Yazılarımı okuduktan sonra yorum yapmayacak olsan bile yazımın hemen altındaki "okundu" butonunu işaretle olur mu :)

16 Ekim 2011 Pazar

Zennn "(O.o)

hmm aslında bu nickim başında biraz saçma ve aslı olmayan bir nedenden dolayı seçmiş olduğum bir nick :D her yaptığım çizimim altında ve çoğu internet sitesinde kullandığım bir nick :) yani kısaca bazı yerlerde zennn diye tanınırım :] bazı arkadaşlarım bana zenna diyor ama siz demeyin onlarda demesin :D Türkçe gerçekten çok esnek yav :D  neyse işin aslına dönersek bu nicki ilk kullanma nedenim bazı yörelerde kürtçe Zeynep demek olmasıydı :) ama sonra araştırdığımda budizmdeki bi inancın 'zen' olduğunu öğrendim. doğrusu rahatsız oldumda diyemem :) çünkü bana göre çoğu din ve inaçta mantıklı en az bir düşünce vardır. belki siz öyle düşünmüyor olabilirsiniz ama diyorum ya: bana göre :) çoğu din ve inancı araştırırsanız birçoğunun sonradan aslından bozulduğu belli olur: budizm(konuyla alakalı olduğu için bu örneği veriyorum.) de buna bir örnek.. Buda, insanların kendisine tapmasını istememiş mesela.. insanlarda oluşan düşüncelerle günümüzde Buda'ya tapılır olunmuş.. bunların dışında budizm de benim hoşuma giden düşüncelerde var insanın iç huzura bulması, sakin olması, kendini tanımaya çalışması :) çoğu dinde islam ile alakalı bir kaç yer vardır çünkü; islam mantıklı düşüncelerle donatılmış bir dindir. herşeyin bir açıklaması vardır. mantklı bir açıklaması olmadanda ben hiçbirşeye hemen inanmam zaten :) olması gerekende bu değil mi? konuyu yine dağıttım yaa :D zen den bahsedeyim size biraz :)

**Kayıtlı Veriler**.
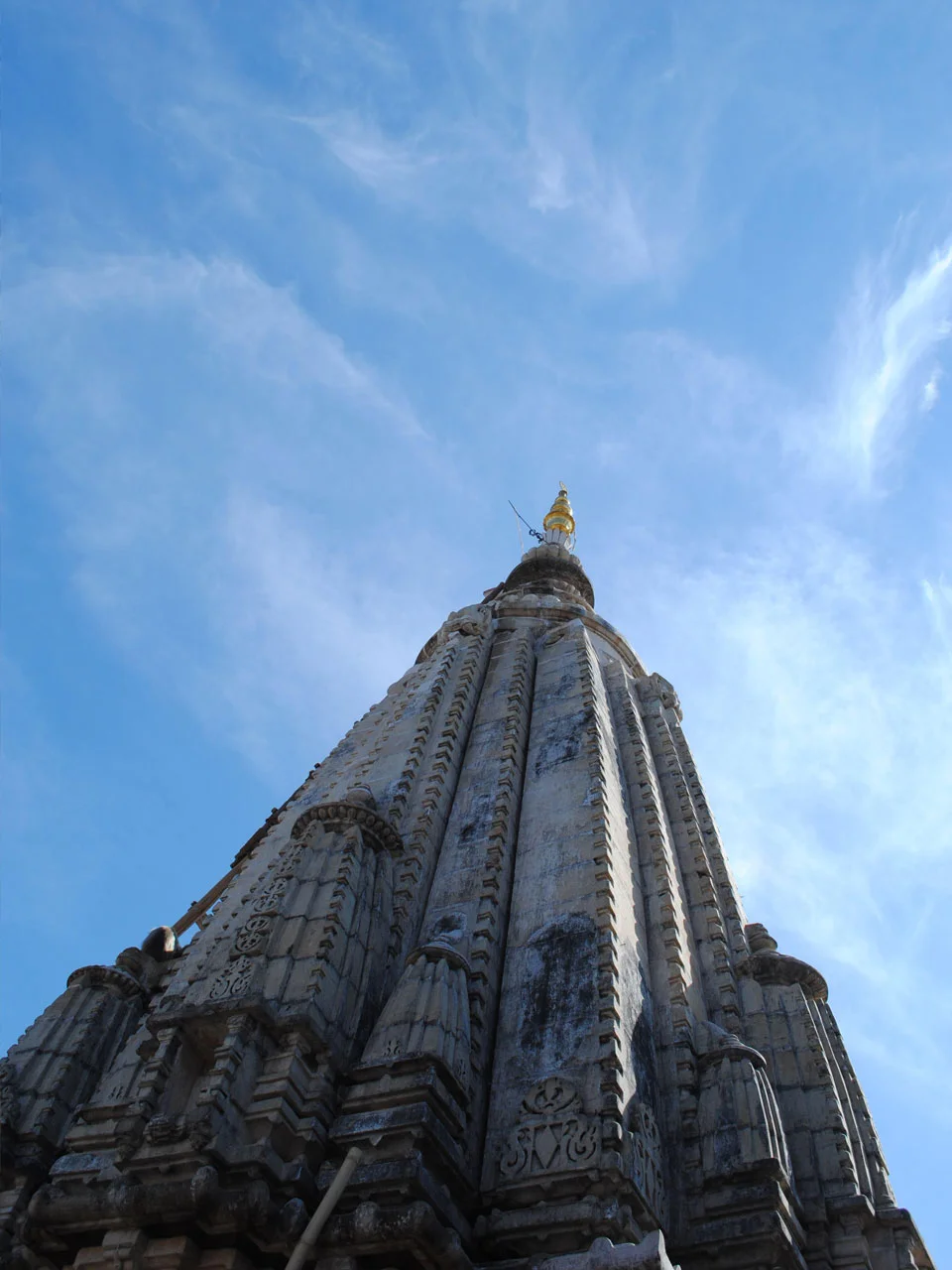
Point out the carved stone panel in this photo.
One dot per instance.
(552, 1133)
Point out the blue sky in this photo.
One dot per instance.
(299, 295)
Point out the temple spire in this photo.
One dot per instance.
(560, 522)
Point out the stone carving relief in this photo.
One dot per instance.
(552, 1133)
(647, 1159)
(234, 980)
(9, 1098)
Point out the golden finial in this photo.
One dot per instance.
(560, 522)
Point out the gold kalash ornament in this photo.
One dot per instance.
(560, 520)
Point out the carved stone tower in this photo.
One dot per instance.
(484, 982)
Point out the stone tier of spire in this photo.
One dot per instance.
(492, 955)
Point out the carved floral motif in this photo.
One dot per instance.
(234, 980)
(552, 1134)
(647, 1160)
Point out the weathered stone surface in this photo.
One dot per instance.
(494, 943)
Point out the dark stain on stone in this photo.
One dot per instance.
(643, 1052)
(560, 994)
(561, 740)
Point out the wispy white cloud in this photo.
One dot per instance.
(197, 493)
(887, 370)
(816, 705)
(381, 162)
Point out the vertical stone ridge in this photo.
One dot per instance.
(728, 893)
(417, 746)
(869, 1139)
(670, 953)
(495, 884)
(707, 920)
(835, 1116)
(608, 878)
(435, 799)
(330, 775)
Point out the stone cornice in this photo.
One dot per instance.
(104, 976)
(770, 968)
(340, 815)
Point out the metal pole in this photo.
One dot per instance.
(304, 1245)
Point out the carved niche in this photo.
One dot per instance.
(552, 1133)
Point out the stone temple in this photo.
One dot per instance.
(480, 993)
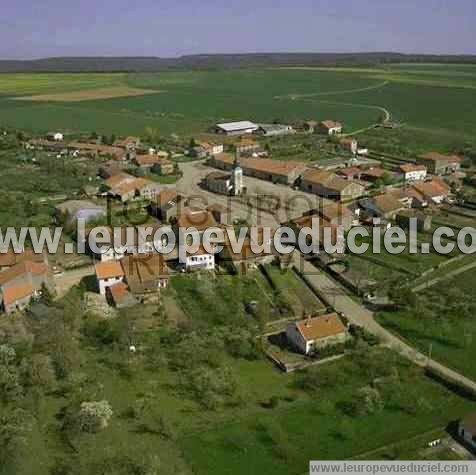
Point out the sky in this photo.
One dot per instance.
(45, 28)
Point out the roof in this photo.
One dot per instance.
(410, 167)
(17, 292)
(320, 327)
(436, 157)
(236, 126)
(387, 203)
(218, 176)
(375, 172)
(22, 269)
(327, 179)
(109, 269)
(432, 189)
(198, 219)
(330, 124)
(167, 197)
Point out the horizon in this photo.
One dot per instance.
(158, 29)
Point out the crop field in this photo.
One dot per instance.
(437, 100)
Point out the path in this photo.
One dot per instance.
(448, 276)
(360, 315)
(293, 97)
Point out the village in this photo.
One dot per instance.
(229, 179)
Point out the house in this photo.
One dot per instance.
(97, 150)
(329, 185)
(382, 206)
(211, 148)
(127, 187)
(273, 130)
(55, 136)
(145, 274)
(236, 128)
(350, 173)
(108, 274)
(435, 191)
(309, 126)
(467, 429)
(350, 145)
(412, 172)
(69, 212)
(218, 182)
(200, 259)
(276, 171)
(315, 333)
(374, 174)
(439, 164)
(129, 143)
(119, 296)
(154, 163)
(22, 282)
(221, 214)
(247, 146)
(116, 243)
(330, 127)
(165, 205)
(423, 220)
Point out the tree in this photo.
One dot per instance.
(10, 385)
(94, 416)
(14, 427)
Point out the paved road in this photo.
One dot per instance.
(449, 275)
(359, 315)
(194, 172)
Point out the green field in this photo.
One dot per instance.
(442, 320)
(434, 100)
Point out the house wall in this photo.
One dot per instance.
(105, 283)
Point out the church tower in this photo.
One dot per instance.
(237, 176)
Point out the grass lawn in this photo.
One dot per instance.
(294, 290)
(211, 299)
(452, 337)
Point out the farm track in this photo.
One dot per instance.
(294, 97)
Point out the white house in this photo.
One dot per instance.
(108, 274)
(314, 333)
(200, 260)
(467, 429)
(330, 127)
(56, 136)
(411, 172)
(236, 128)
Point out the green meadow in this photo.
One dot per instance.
(437, 100)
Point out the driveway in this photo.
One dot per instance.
(338, 297)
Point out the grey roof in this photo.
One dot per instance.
(234, 126)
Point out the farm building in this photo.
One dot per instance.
(439, 164)
(411, 172)
(330, 127)
(236, 128)
(329, 185)
(22, 282)
(273, 130)
(165, 205)
(315, 333)
(275, 171)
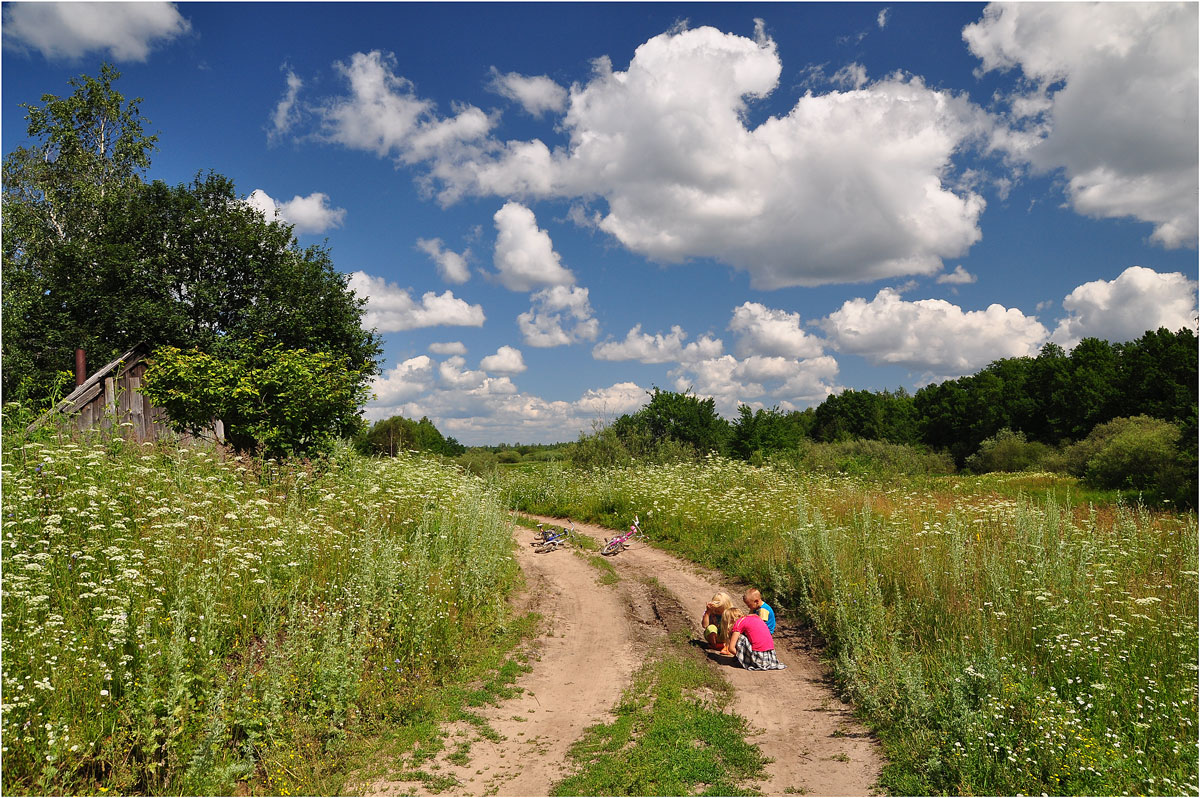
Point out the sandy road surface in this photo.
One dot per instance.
(817, 747)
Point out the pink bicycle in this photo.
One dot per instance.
(616, 545)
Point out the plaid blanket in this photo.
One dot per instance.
(753, 660)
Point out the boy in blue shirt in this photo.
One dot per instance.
(754, 601)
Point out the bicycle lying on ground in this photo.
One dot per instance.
(621, 543)
(551, 540)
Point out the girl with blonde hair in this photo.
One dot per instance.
(715, 621)
(750, 642)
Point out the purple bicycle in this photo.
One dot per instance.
(621, 543)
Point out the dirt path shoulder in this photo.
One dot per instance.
(817, 745)
(595, 637)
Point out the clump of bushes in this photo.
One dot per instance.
(1009, 451)
(1137, 454)
(875, 457)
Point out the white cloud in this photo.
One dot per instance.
(1113, 103)
(507, 360)
(765, 331)
(849, 186)
(525, 256)
(1122, 310)
(615, 401)
(960, 276)
(479, 409)
(383, 114)
(454, 376)
(451, 265)
(719, 379)
(931, 334)
(286, 113)
(127, 31)
(448, 348)
(390, 309)
(407, 381)
(537, 94)
(559, 316)
(310, 214)
(658, 347)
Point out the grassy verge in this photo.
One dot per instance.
(179, 622)
(405, 749)
(671, 737)
(999, 642)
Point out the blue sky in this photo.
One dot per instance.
(553, 208)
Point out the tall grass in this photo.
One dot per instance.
(999, 645)
(173, 619)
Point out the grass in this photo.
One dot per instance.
(175, 621)
(671, 737)
(1001, 635)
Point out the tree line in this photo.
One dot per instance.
(246, 324)
(1120, 414)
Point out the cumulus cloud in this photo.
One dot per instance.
(1113, 103)
(931, 335)
(311, 214)
(448, 348)
(126, 31)
(407, 381)
(1122, 310)
(451, 265)
(613, 401)
(525, 256)
(390, 309)
(384, 115)
(475, 408)
(559, 316)
(507, 360)
(960, 276)
(761, 330)
(286, 113)
(658, 347)
(849, 186)
(537, 94)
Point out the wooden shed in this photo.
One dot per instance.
(113, 395)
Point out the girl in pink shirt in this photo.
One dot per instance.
(750, 641)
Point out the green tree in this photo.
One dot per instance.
(189, 265)
(684, 419)
(395, 435)
(275, 401)
(88, 150)
(767, 431)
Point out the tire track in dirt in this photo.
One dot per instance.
(595, 636)
(817, 745)
(580, 666)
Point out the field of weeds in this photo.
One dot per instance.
(179, 622)
(999, 641)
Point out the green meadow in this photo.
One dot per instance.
(1000, 636)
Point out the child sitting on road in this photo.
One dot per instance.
(714, 621)
(751, 643)
(757, 606)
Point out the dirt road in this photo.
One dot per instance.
(817, 747)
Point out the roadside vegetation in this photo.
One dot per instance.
(181, 622)
(999, 640)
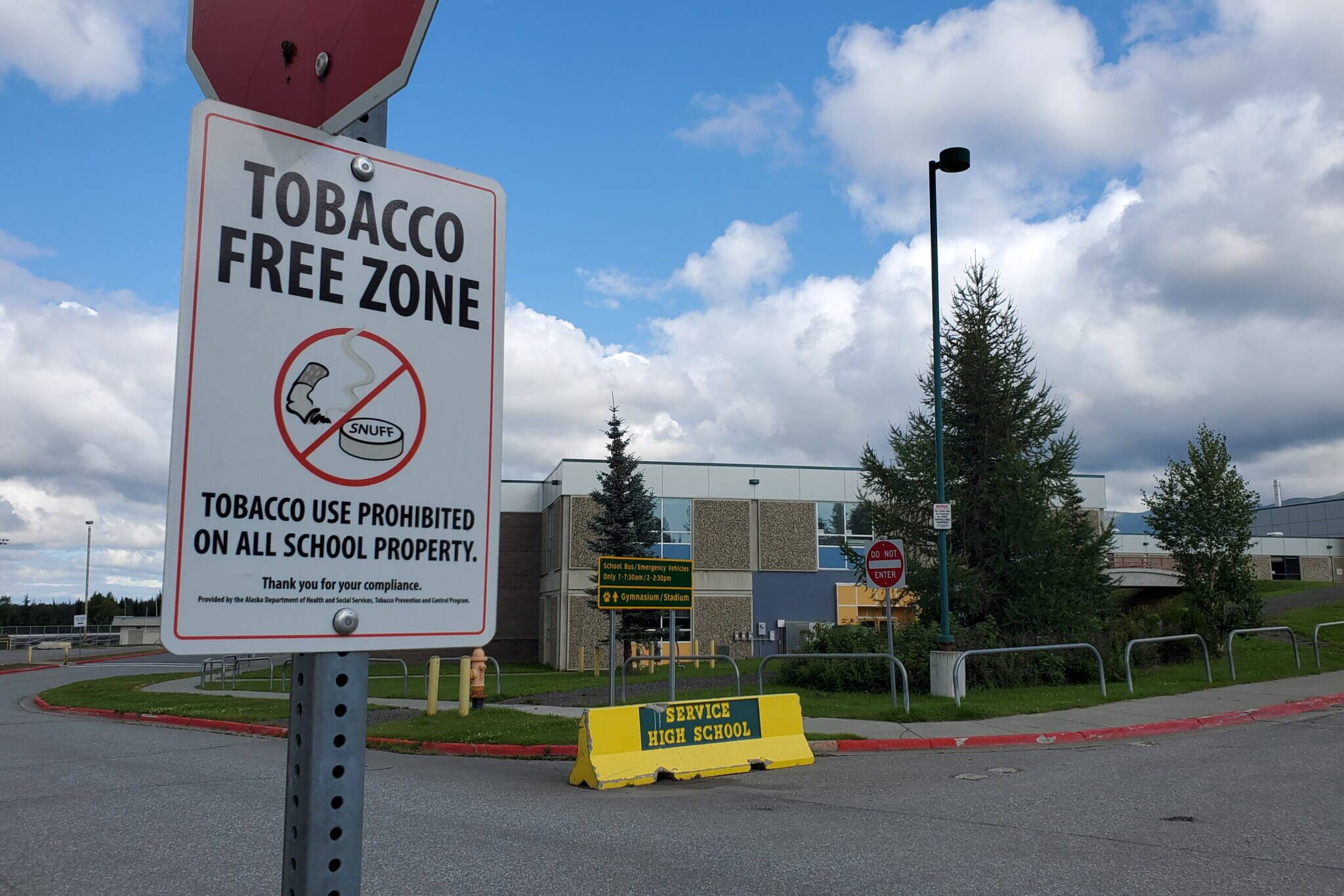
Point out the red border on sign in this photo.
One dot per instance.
(301, 456)
(191, 369)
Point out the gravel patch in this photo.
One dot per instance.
(1273, 606)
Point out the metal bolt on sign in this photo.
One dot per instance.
(346, 621)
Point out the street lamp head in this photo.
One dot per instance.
(955, 160)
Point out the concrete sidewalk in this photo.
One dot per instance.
(1123, 712)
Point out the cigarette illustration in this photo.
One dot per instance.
(368, 438)
(300, 402)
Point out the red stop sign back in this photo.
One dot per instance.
(264, 54)
(886, 565)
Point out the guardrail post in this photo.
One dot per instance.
(892, 664)
(1129, 679)
(1101, 668)
(1316, 638)
(464, 685)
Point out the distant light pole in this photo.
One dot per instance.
(88, 552)
(952, 160)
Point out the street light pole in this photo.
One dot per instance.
(88, 552)
(952, 160)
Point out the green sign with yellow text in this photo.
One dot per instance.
(642, 583)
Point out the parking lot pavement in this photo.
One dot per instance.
(93, 806)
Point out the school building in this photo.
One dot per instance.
(765, 540)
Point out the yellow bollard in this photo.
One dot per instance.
(432, 689)
(464, 685)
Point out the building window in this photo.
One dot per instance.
(841, 523)
(550, 537)
(1286, 567)
(675, 516)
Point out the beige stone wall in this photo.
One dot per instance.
(588, 629)
(715, 619)
(788, 535)
(582, 510)
(721, 537)
(1316, 570)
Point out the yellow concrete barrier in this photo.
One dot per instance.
(625, 746)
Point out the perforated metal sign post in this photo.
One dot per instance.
(324, 774)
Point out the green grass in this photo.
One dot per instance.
(492, 724)
(123, 693)
(823, 735)
(488, 725)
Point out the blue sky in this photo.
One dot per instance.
(718, 213)
(573, 110)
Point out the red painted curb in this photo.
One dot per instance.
(1120, 733)
(499, 751)
(569, 751)
(117, 656)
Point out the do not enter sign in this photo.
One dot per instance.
(886, 565)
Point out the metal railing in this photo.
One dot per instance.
(691, 657)
(961, 660)
(1231, 661)
(891, 662)
(234, 662)
(1316, 638)
(499, 678)
(1209, 669)
(406, 679)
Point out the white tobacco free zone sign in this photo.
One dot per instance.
(337, 422)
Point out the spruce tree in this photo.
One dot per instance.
(1202, 512)
(1022, 554)
(625, 524)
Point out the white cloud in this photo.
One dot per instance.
(87, 414)
(750, 123)
(81, 47)
(1024, 85)
(744, 258)
(614, 285)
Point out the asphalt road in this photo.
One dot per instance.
(92, 806)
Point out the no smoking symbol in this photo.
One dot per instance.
(350, 407)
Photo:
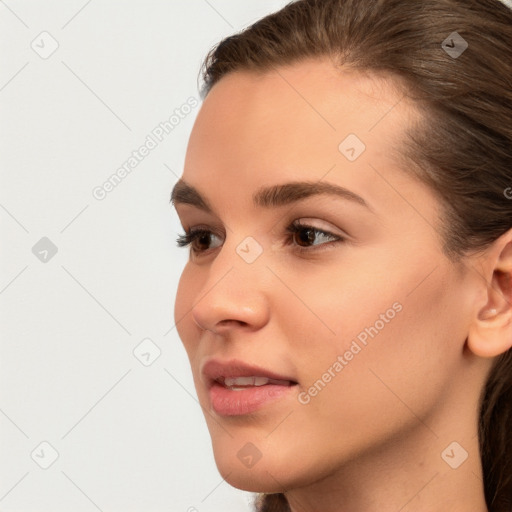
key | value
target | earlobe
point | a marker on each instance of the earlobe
(490, 333)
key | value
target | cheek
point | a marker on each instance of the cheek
(184, 301)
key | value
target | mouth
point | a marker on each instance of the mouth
(236, 388)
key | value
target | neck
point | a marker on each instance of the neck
(411, 473)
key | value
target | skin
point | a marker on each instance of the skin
(372, 439)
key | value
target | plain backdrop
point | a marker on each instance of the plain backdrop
(97, 405)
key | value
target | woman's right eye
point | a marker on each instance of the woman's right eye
(195, 236)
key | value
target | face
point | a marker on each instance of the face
(310, 317)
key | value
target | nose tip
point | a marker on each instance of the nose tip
(222, 326)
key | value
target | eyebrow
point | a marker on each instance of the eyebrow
(269, 197)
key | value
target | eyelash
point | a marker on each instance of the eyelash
(190, 237)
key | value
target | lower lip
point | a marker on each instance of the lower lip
(227, 402)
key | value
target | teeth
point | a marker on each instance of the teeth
(231, 382)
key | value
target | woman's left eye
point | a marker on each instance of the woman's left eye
(301, 236)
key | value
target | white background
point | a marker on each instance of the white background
(130, 437)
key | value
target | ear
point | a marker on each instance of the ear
(490, 332)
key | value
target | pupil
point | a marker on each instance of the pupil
(309, 238)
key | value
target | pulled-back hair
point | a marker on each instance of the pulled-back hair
(462, 148)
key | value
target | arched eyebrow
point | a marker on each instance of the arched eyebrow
(272, 196)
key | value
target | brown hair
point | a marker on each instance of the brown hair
(462, 147)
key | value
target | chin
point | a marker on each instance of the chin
(269, 474)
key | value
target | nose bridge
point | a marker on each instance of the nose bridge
(235, 289)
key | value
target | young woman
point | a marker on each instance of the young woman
(347, 304)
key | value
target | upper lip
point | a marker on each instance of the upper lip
(215, 370)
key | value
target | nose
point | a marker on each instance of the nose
(233, 297)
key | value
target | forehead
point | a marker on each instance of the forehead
(288, 123)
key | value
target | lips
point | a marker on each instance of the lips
(239, 374)
(236, 389)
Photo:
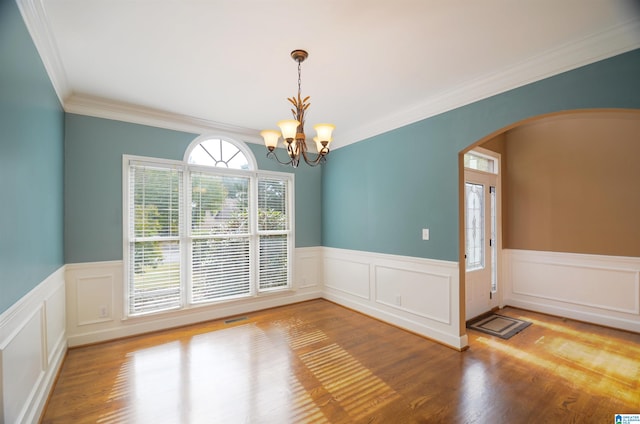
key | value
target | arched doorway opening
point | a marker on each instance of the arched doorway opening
(568, 187)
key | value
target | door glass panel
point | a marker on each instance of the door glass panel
(494, 248)
(474, 226)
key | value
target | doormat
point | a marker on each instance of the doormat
(499, 325)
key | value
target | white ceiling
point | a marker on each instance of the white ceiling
(373, 65)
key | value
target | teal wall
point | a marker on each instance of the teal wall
(93, 183)
(31, 163)
(379, 193)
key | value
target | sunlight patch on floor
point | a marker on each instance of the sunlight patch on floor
(587, 380)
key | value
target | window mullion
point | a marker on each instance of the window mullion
(253, 235)
(185, 260)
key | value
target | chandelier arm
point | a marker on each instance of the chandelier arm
(314, 162)
(272, 155)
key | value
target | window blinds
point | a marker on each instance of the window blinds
(198, 235)
(155, 205)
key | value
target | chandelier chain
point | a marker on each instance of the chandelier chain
(299, 77)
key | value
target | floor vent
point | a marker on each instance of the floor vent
(230, 320)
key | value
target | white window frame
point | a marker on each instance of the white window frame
(185, 226)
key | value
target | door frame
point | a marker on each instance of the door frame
(461, 229)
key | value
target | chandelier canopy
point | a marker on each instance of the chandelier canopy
(292, 130)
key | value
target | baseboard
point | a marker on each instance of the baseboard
(144, 325)
(32, 347)
(416, 294)
(603, 290)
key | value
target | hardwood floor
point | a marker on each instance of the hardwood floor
(318, 362)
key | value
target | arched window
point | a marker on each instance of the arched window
(219, 152)
(207, 229)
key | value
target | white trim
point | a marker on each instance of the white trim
(417, 294)
(185, 238)
(614, 41)
(81, 333)
(33, 328)
(606, 288)
(104, 108)
(605, 44)
(37, 23)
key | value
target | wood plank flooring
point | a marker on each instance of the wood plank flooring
(316, 362)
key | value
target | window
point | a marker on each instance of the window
(479, 161)
(205, 230)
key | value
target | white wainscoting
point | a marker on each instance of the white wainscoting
(420, 295)
(95, 300)
(602, 290)
(32, 347)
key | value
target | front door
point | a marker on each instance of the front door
(480, 198)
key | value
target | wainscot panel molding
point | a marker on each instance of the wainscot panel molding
(95, 300)
(419, 295)
(602, 290)
(32, 346)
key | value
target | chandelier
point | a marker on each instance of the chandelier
(292, 130)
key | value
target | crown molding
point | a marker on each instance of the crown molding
(109, 109)
(35, 19)
(616, 40)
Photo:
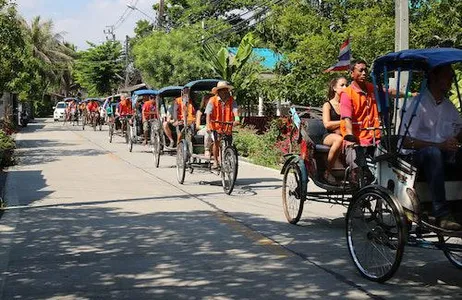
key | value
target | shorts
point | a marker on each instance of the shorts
(355, 157)
(146, 125)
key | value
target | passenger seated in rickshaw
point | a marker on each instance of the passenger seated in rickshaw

**Görev Ayrıntıları**.
"Zennn" takma adı hakkındaki yazıya göre yazar bu takma adı ilk başta hangi nedenle kullanmış?

**Görev Sonucu**.
Bu ad bazı yörelerde Kürtçe "Zeynep" anlamına geldiği için.